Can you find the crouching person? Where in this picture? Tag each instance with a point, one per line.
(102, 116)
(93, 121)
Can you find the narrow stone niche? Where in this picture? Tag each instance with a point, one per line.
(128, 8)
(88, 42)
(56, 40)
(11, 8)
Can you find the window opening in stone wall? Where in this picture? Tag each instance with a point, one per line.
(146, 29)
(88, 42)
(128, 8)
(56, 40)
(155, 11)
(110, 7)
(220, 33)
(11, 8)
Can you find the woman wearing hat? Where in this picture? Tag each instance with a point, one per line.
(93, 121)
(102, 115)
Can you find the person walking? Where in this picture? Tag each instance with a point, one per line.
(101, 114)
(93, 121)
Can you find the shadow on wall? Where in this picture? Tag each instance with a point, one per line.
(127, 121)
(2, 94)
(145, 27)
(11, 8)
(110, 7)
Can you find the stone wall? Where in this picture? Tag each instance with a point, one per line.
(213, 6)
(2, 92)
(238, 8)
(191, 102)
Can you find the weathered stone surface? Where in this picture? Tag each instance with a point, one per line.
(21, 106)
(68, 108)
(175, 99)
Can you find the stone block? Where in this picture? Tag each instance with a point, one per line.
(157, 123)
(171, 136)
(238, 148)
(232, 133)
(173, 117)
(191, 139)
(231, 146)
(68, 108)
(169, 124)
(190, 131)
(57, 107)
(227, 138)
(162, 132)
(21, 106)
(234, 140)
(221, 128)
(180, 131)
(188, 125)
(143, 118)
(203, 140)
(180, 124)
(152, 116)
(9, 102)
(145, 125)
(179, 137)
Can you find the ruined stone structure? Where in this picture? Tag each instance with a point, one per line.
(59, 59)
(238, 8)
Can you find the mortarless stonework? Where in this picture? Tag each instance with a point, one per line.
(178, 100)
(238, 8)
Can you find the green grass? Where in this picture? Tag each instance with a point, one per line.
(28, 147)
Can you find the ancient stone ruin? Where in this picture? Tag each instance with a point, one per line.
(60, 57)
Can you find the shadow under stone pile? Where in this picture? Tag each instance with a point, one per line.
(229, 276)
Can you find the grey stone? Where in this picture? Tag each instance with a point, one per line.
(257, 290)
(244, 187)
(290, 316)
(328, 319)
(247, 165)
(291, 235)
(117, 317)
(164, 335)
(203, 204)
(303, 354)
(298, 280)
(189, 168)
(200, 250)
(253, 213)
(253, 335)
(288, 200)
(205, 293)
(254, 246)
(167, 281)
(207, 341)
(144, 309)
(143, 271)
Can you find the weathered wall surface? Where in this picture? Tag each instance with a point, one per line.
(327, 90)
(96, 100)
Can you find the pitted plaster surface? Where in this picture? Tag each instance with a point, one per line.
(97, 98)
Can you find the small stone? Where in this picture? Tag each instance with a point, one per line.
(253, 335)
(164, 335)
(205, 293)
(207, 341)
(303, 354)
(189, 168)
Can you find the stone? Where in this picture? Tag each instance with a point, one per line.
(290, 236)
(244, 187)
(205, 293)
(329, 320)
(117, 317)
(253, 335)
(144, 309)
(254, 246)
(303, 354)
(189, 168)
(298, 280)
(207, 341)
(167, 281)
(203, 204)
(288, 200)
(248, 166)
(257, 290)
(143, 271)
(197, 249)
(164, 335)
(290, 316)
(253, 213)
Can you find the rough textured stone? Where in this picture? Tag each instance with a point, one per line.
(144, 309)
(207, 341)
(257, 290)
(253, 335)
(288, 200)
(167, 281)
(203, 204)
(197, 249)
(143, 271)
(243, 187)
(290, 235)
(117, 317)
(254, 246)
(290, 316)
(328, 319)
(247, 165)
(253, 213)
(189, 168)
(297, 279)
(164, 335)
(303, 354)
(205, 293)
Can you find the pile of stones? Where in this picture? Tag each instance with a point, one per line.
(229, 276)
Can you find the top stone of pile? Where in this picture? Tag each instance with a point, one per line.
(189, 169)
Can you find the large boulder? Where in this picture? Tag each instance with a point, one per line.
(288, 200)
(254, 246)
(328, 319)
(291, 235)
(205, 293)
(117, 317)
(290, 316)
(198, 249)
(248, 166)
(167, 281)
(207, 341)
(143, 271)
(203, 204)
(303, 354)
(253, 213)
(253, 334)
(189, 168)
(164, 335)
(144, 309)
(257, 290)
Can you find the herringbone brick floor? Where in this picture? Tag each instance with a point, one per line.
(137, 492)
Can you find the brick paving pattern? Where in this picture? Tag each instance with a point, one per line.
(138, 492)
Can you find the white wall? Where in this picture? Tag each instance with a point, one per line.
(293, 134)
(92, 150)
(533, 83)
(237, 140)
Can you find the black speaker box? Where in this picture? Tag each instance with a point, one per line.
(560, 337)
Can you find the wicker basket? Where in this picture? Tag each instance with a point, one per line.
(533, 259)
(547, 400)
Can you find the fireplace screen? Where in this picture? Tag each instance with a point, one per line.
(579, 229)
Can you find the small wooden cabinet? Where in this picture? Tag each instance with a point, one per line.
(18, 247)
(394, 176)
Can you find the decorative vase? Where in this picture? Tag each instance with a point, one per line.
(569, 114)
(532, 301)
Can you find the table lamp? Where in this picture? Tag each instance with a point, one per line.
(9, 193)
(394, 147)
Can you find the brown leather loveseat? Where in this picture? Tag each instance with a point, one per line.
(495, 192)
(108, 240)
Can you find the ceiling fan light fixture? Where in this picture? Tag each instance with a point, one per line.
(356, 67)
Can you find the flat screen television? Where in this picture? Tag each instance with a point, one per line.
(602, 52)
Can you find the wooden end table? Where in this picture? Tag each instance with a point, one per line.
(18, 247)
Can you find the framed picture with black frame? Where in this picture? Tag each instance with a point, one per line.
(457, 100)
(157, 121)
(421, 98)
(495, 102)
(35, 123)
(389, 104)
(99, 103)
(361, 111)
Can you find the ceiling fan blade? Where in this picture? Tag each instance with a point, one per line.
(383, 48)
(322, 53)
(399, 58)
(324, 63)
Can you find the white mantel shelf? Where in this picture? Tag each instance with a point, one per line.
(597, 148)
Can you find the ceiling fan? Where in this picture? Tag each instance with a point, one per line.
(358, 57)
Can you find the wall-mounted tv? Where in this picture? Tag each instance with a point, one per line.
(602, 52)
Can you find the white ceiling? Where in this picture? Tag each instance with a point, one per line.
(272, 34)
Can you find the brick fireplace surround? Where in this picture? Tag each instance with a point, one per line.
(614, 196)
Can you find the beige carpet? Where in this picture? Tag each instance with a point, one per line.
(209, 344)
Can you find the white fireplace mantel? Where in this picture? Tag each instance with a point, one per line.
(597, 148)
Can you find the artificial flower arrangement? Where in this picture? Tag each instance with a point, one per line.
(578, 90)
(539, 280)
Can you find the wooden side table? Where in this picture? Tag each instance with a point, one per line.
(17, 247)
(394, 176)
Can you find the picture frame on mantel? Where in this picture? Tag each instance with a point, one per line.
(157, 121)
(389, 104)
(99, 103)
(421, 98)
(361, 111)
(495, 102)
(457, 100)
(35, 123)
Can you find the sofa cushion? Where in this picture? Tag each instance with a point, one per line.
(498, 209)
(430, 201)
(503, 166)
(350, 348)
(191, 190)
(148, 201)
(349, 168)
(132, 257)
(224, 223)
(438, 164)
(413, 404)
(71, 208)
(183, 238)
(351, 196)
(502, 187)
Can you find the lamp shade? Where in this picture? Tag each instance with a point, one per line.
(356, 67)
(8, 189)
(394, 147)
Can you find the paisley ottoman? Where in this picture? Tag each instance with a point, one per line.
+++
• **Exercise requirements**: Take the entries above and transcribe them in full.

• **Answer**:
Can you find the crouching person? Where in this picture? Tag each instance with a point, one per line.
(102, 116)
(93, 121)
Can you find the narrow stone niche? Where in this picture? Tag each instance with a point, one per line.
(128, 8)
(88, 42)
(56, 40)
(11, 8)
Can you find the window opening in stone wall? Where in this picture? Tag each instance with a point, one per line.
(146, 29)
(88, 42)
(128, 8)
(56, 40)
(155, 11)
(110, 7)
(220, 33)
(11, 8)
Can you find the woman wearing hat? Where in this picture? Tag each instance with a point, one per line.
(93, 121)
(102, 115)
Can you find the person walking? Where in this picture? Tag each instance with a point, one per line.
(101, 114)
(93, 121)
Can you find the shadow on wall? Where in this picture? Tag each instance with a point, one per line.
(127, 121)
(2, 94)
(145, 27)
(11, 8)
(110, 7)
Can you find the stone wall? Where in this picture? Tag each instance with a point, one per line.
(213, 6)
(2, 92)
(238, 8)
(191, 102)
Can you find the weathered stone surface? Where in this picture? Tag each instance with a point, one per line.
(21, 106)
(68, 108)
(175, 99)
Can you find the stone block? Where in this picture? Tag each instance with a point, one per line.
(157, 123)
(171, 136)
(238, 148)
(232, 133)
(173, 117)
(191, 139)
(231, 146)
(68, 108)
(169, 124)
(190, 131)
(57, 107)
(227, 138)
(162, 132)
(21, 106)
(234, 140)
(221, 128)
(180, 131)
(188, 125)
(143, 118)
(203, 140)
(180, 124)
(152, 116)
(9, 102)
(145, 125)
(179, 137)
Can you find the ruined stone structure? Where in this picture? Tag each instance with a point, one per line.
(59, 59)
(238, 8)
Can you find the mortarless stonework? Where in this picture? Tag each instance with a point, one per line.
(178, 100)
(238, 8)
Can you find the green grass? Where in this picture? Tag each instance with a point, one per line.
(28, 147)
Can you find the ancient stone ruin? Where in this picture? Tag each instance with a point, one per line.
(60, 57)
Can you find the shadow under stone pile? Where in this picture? Tag each instance with a point, one per line.
(229, 276)
Can you find the grey stone? Where in this picture? Tag each instance with a point, one per line.
(257, 290)
(244, 187)
(290, 316)
(328, 319)
(247, 165)
(291, 235)
(117, 317)
(164, 335)
(203, 204)
(303, 354)
(298, 280)
(189, 168)
(200, 250)
(253, 213)
(253, 335)
(288, 200)
(205, 293)
(254, 246)
(167, 281)
(207, 341)
(144, 309)
(143, 271)
Can you find the weathered wall surface? Where in this picture? Tag each instance with a point, one per line.
(327, 90)
(96, 100)
Can you find the pitted plaster surface? Where in this picture? Tag each instance with a point, one per line.
(97, 98)
Can you find the small stone? Where in this picture? Tag each instance with a point, one per line.
(253, 335)
(164, 335)
(205, 293)
(207, 341)
(303, 354)
(189, 168)
Can you find the stone? Where in this picture? Tag each instance with a point, one per line.
(290, 236)
(244, 187)
(205, 293)
(329, 320)
(117, 317)
(253, 335)
(144, 309)
(254, 246)
(303, 354)
(189, 168)
(298, 280)
(207, 341)
(167, 281)
(203, 204)
(288, 200)
(248, 166)
(257, 290)
(143, 271)
(197, 249)
(164, 335)
(290, 316)
(253, 213)
Can you find the rough textured stone? Where in this picture? Tag each instance with a point, one per line.
(144, 309)
(207, 341)
(257, 290)
(253, 335)
(288, 200)
(167, 281)
(203, 204)
(197, 249)
(143, 271)
(243, 187)
(290, 235)
(117, 317)
(254, 246)
(290, 316)
(328, 319)
(247, 165)
(253, 213)
(189, 168)
(297, 279)
(164, 335)
(303, 354)
(205, 293)
Can you find the pile of stones? Where in this picture? Tag each instance with a point, one per line.
(229, 276)
Can you find the top stone of pile? Where in this picture? Tag each instance with a point, one per line.
(189, 169)
Can you find the large boulder? Where in this picture? Tag each instance with a point, one per line.
(288, 200)
(254, 246)
(328, 319)
(291, 235)
(205, 293)
(117, 317)
(290, 316)
(198, 249)
(248, 166)
(167, 281)
(207, 341)
(143, 271)
(203, 204)
(303, 354)
(253, 213)
(253, 334)
(189, 168)
(164, 335)
(144, 309)
(257, 290)
Can you find the herringbone brick floor? Where in this picture? Tag each instance with a point, one per line.
(137, 492)
Can you find the brick paving pattern? Where in this picture? Tag each instance with a point, one per line.
(138, 492)
Can you find the white wall? Where in this picture? Tag each instance with a point, one per line.
(293, 134)
(92, 150)
(533, 83)
(237, 140)
Can you find the black speaker box? Where in this picture? Tag each instance with a point, one per line.
(560, 337)
Can you find the wicker basket? Where in this picture? Tag each instance with a point, one per line.
(533, 259)
(547, 400)
Can you find the fireplace screen? Where in this picture? Tag each instance with a point, one per line.
(579, 229)
Can you find the small wooden cabinet? Where in this picture? Tag each instance with a point, one per line.
(18, 247)
(394, 176)
Can you find the decorative vase? Where in this picture? Tag each instance with a point, one per line.
(569, 114)
(532, 301)
Can you find the table lamp? Where in this picture? Tag each instance with a point, one per line.
(9, 193)
(394, 147)
Can you find the brown leather loveseat? Where in this picture? Tag each instance with a point, one per line.
(495, 192)
(108, 240)
Can you find the ceiling fan light fixture? Where in this picture? Tag each instance with a point, one per line.
(356, 67)
Can you find the flat screen television? Where in this picture? Tag each instance with a point, one per line.
(602, 52)
Can you find the wooden end table? Where in this picture? Tag each instance with a point, one per line.
(18, 247)
Can you find the framed picture with black frame? Where in this picture? Tag each instance with a point, one per line.
(457, 100)
(157, 121)
(421, 98)
(495, 102)
(35, 123)
(389, 104)
(99, 103)
(361, 111)
Can you find the ceiling fan blade? Where in this picture? Tag each instance with a point, one per line.
(383, 48)
(322, 53)
(399, 58)
(324, 63)
Can you find the white mantel shelf? Where in this picture? Tag each instance with a point, one per line.
(597, 148)
Can you find the ceiling fan? Where in this picture? Tag each instance with a point, one per line.
(358, 57)
Can you find the wall-mounted tv? Where in this picture? Tag each instance with a point, one per line.
(602, 52)
Can you find the white ceiling? Where in this picture? Tag each instance with a point, one per line.
(272, 34)
Can you find the brick fireplace surround? Where in this picture? Tag each instance with a point, one per line.
(614, 196)
Can you find the beige carpet? Where in this picture? Tag each instance with a point, one per line.
(209, 344)
Can you find the white fireplace mantel? Where in this picture? Tag each instance with a point, one per line.
(597, 148)
Can you find the artificial flower arrangement? Where in this picture? Tag each instance with a point, one per line.
(578, 90)
(539, 280)
Can you find the wooden side table? Where in this picture? Tag each instance with a point, one per line.
(17, 247)
(394, 176)
Can you find the picture frame on mantel? Where in this picture? Tag each instance with a point, one per line.
(157, 121)
(389, 104)
(99, 103)
(421, 98)
(361, 111)
(495, 102)
(457, 100)
(35, 123)
Can you find the sofa cushion? Where in this picture? Tag each instance with a point, one per line.
(498, 209)
(430, 201)
(503, 166)
(350, 348)
(191, 190)
(148, 201)
(349, 168)
(132, 257)
(224, 223)
(438, 164)
(413, 404)
(71, 208)
(183, 238)
(351, 196)
(502, 187)
Can you find the lamp shade? Where in this picture? Tag each instance with a point, one per line.
(356, 67)
(8, 189)
(394, 147)
Can you find the paisley ottoman? Where in this picture? Tag each instance with a point, one per line.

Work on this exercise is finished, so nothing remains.